Comme je n'ai jamais été assoiffé de publicité, ni de "gloire", je n'ai pas éprouvé le besoin de rétablir la vérité qui ne serait pas tellement flatteuse pour notre petit Goncourt au profil de faucon.
J'ai cependant la fierté de pouvoir affirmer et prouver que je suis l'un des rares survivants de la Résistance de la 1ère heure qui n'ait pas monnayé, dès la Libération, les services qu'il avait pu rendre dans la Clandestinité. J'ai refusé les décorations et citations qui m'étaient offertes, j'ai dédaigné les honneurs et les postes rémunérateurs que d'autres ont réclamé avec tant de précipitation et d'acharnement que c'en était une véritable curée!
J'ai accepté, toutefois, l'officialisation de mon attitude gratuite sous la forme d'un certificat signé par l'un des chefs du D.G.E.R. (B.C.R.A.) ² , attestant de la valeur des services rendus. Et bien m'en prit de m'être muni de cette pièce quand il me fallut confondre les petits cloportes qui, installés dans des "Comités d'épuration" et ignorant mes activités de résistant, prétendaient m'excommunier de la Radiodiffusion et des Sociétés d'auteur ³.
Aujourd'hui, retiré dans un petit coin de la Côté d'Azur, je n'aspire qu'à travailler tranquillement à mes bouquins de vulgarisation scientifique 4.
Les succès littéraires d'un Vailland, en cette époque de médiocrité, d'intrigues et de bluff doivent nous laisser indifférents. Ils ne peuvent servir tout au plus qu'à marquer dans le temps notre décadence littéraire. Vous restez un des derniers "grands" écrivains et l'un des derniers individualistes, en même temps qu'un homme propre et courageux auquel je suis heureux de rendre hommage.
J'avais ce devoir de le dire et de vous assurer de mon estime et de ma fidèle amitié.

 

Robert CHAMFLEURY

 

Notes

1. Voir aussi le témoignage de Serge Perrault : "Pendant la guerre, au quatrième étage de la rue Girardon, Chamfleury, grand résistant et excellent voisin de Céline, est à son poste de T.S.F. Il écoute la B.B.C. Au cinquième, immédiatement au-dessus, habitent Lucette et Louis. La "Voix de Londres" monte par la cheminée du salon mais parvient trop faiblement aux oreilles de Céline, qui est à l’écoute. Agacé, il frappe du pied sur le plancher pour avertir Chamfleury et gueule dans la cheminée : "Plus fort Chamfleury, plus fort, j’entends pas". Très courtoisement, celui-ci monte le son" (Serge Perrault, Céline de mes souvenirs, Du Lérot, 1992, p. 47).

### Objectif 1
D'après le passage, par qui était signé le certificat attestant la valeur des services rendus ?
Le passage et les lignes n'ont aucun rapport entre eux.

### Données affichées

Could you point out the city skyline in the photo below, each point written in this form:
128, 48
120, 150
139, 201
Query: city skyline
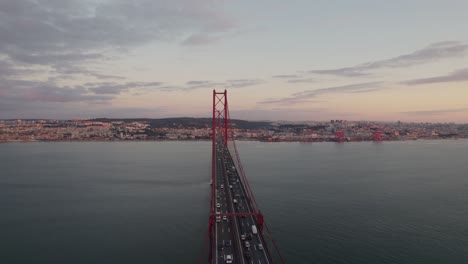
307, 60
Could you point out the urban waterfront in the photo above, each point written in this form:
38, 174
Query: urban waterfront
148, 202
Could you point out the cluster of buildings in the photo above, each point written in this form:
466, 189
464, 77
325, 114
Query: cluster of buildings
334, 130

### Objectif 2
Reproduisez à l'identique la portion des lignes de données allant de celle qui contient "Could you point out the cluster" jusqu'à la dernière ligne, les deux bornes comprises.

### Réponse complète 1
Par l'un des chefs du D.G.E.R. (B.C.R.A.).

### Réponse complète 2
Could you point out the cluster of buildings in the photo above, each point written in this form:
466, 189
464, 77
325, 114
Query: cluster of buildings
334, 130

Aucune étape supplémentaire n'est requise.